===== PASSAGE SHOWN

SciPy 2024

Introduction to Causal Inference using pgmpy
07-10, 14:35–15:05 (US/Pacific), Ballroom

In the domain of data science, a significant number of questions are aimed at understanding and quantifying the effects of interventions, such as assessing the efficacy of a vaccine or the impact of price adjustments on the sales volume of a product. Traditional association based methods machine learning methods, predominantly utilized for predictive analytics, prove inadequate for answering these causal questions from observational data, necessitating the use of causal inference methodologies. This talk aims to introduce the audience to the Directed Acyclic Graph (DAG) framework for causal inference. The presentation has two main objectives: firstly, to provide an insight into the types of questions where causal inference methods can be applied; and secondly, to demonstrate a walkthrough of causal analysis on a real dataset, highlighting the various steps of causal analysis and showcasing the use of the pgmpy package.


In both research and industry, we often seek to determine causal relationships, such as whether increasing the minimum wage leads to lower unemployment rates, or how customer service quality affects brand loyalty and repeat purchases. While traditional association based machine learning methods excel at identifying correlations, they fall short in establishing causal effects. The gold standard for uncovering these causal effects is to conduct randomized controlled trials (RCTs) or perform A/B tests. However, RCTs and A/B tests can sometimes be unethical or expensive.

Causal inference methods offer an alternative, providing ways to estimate causal effects from observational data sets. This talk will focus on a Directed Acyclic Graph (DAG)-based mathematical framework for causal inference, structured into two main parts:

  1. Motivating Examples: Through simple examples, including Simpson's paradox, the talk will highlight scenarios that require causal inference methodologies. Key concepts such as confounding, identification, intervention, and counterfactuals will be introduced.

==========
===== SUPPLIED RECORDS

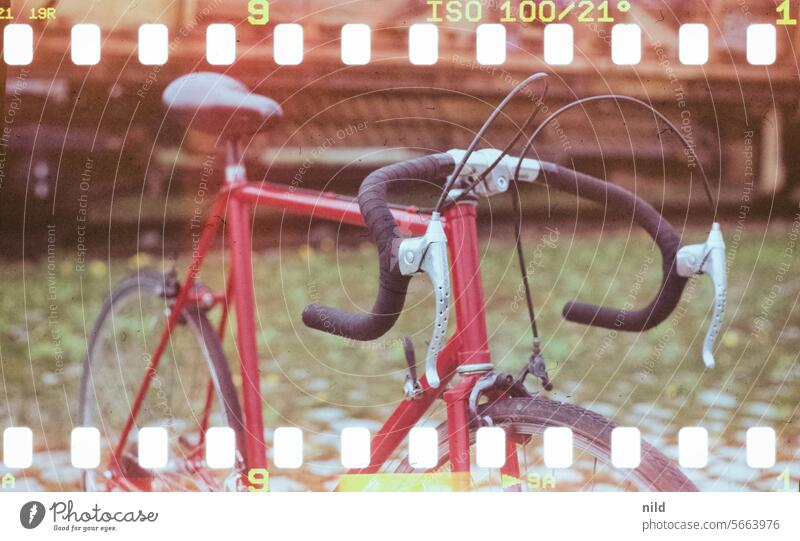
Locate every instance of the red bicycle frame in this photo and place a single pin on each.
(468, 344)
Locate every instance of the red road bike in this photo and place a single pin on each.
(155, 359)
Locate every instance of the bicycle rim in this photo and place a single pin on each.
(190, 391)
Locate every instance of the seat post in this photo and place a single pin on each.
(234, 162)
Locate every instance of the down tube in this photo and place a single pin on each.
(409, 412)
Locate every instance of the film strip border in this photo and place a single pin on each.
(423, 44)
(423, 447)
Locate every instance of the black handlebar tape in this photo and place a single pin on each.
(392, 285)
(628, 205)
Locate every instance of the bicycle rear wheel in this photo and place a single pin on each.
(190, 390)
(525, 418)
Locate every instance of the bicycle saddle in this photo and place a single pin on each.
(217, 104)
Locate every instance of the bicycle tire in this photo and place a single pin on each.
(152, 282)
(591, 432)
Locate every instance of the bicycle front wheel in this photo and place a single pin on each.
(190, 390)
(523, 419)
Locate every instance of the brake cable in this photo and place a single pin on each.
(536, 364)
(479, 136)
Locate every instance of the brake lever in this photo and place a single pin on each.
(428, 254)
(709, 259)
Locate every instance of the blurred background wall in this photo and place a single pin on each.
(106, 122)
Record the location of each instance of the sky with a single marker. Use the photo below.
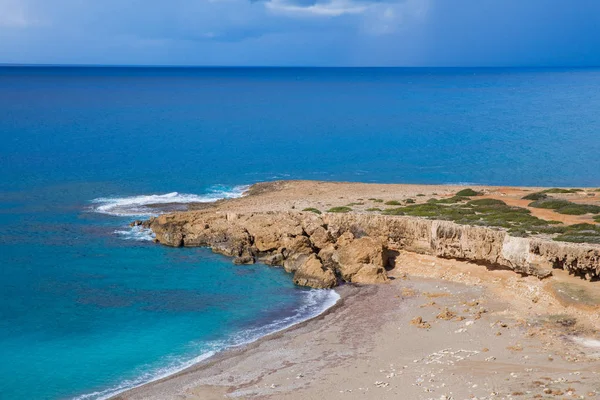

==========

- [PROBLEM DESCRIPTION]
Please answer from the SciPy talk description: what does it name as the gold standard for uncovering causal effects?

- [REPLY]
Conducting randomized controlled trials (RCTs) or performing A/B tests.